[BEGIN Extract to read]
GPU-accelerated HPC Containers with Singularity

Fighting with application installations is frustrating and time consuming. It’s not what domain experts should be spending their time on. And yet, every time users move their project to a new system, they have to begin again with a re-assembly of their complex workflow.

This is a problem that containers can help to solve. HPC groups have had some success with more traditional containers (e.g., Docker), but there are security concerns that have made them difficult to use on HPC systems. Singularity, the new tool from the creator of CentOS and Warewulf, aims to resolve these issues.

Singularity helps you to step away from the complex dependencies of your software apps. It enables you to assemble these complex toolchains into a single unified tool that you can use just as simply as you’d use any built-in Linux command. A tool that can be moved from system to system without effort.

Surprising Simplicity

Of course, HPC tools are traditionally quite complex, so users seem to expect Singularity containers to also be complex. Just as virtualization is hard for novices to wrap their heads around, the operation of Singularity containers can be disorienting. For that reason, I encourage you to think of your Singularity containers as a single file; a single tool. It’s an executable that you can use just like any other program. It just happens to have all its dependencies built in.
[END Extract to read]
[BEGIN Information provided]
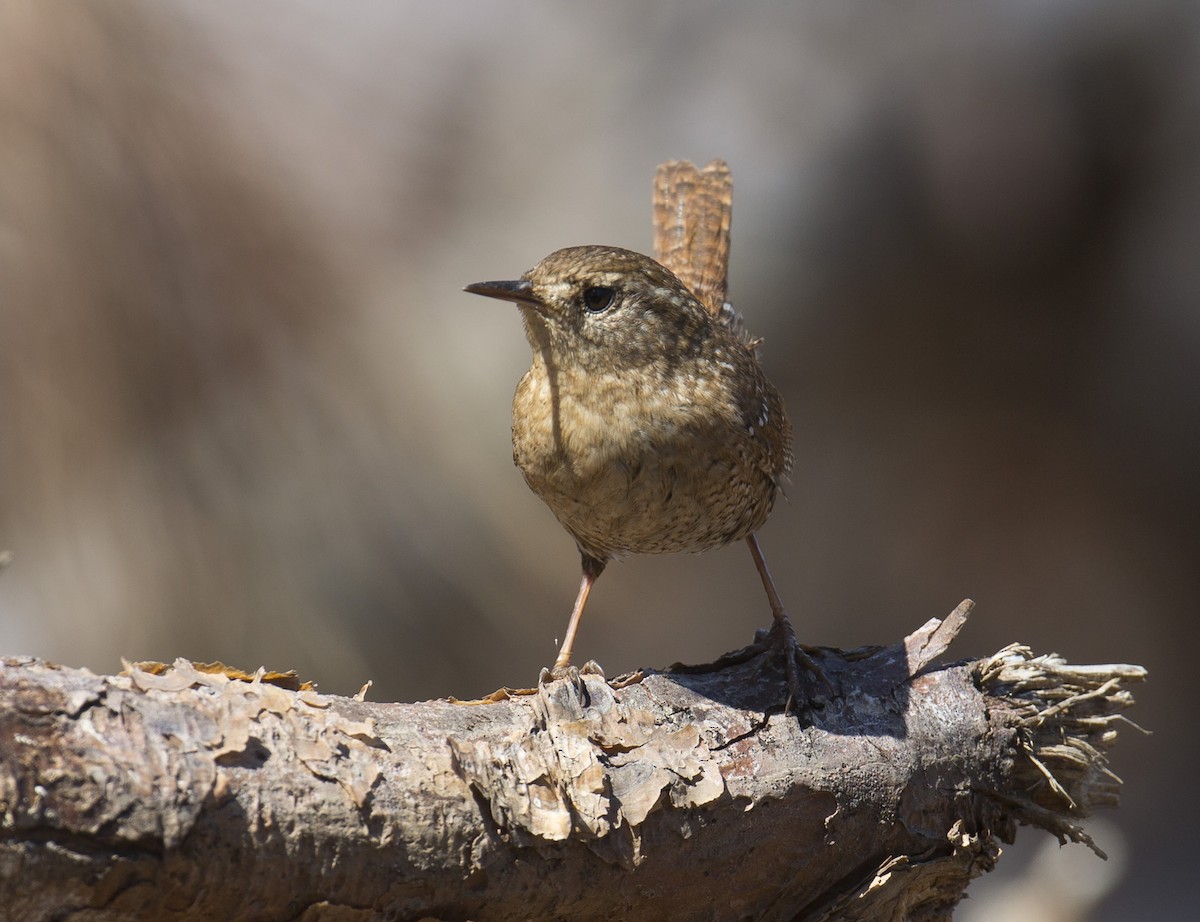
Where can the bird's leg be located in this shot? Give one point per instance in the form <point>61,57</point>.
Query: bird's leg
<point>784,632</point>
<point>592,570</point>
[END Information provided]
→ Jobs
**1)** According to the article about Singularity containers, who created Singularity?
**2)** From the article about Singularity containers, extract the stretch from "This is a problem" through "resolve these issues.".
Rely only on the article about Singularity containers.

→ The responses
**1)** The creator of CentOS and Warewulf.

**2)**
This is a problem that containers can help to solve. HPC groups have had some success with more traditional containers (e.g., Docker), but there are security concerns that have made them difficult to use on HPC systems. Singularity, the new tool from the creator of CentOS and Warewulf, aims to resolve these issues.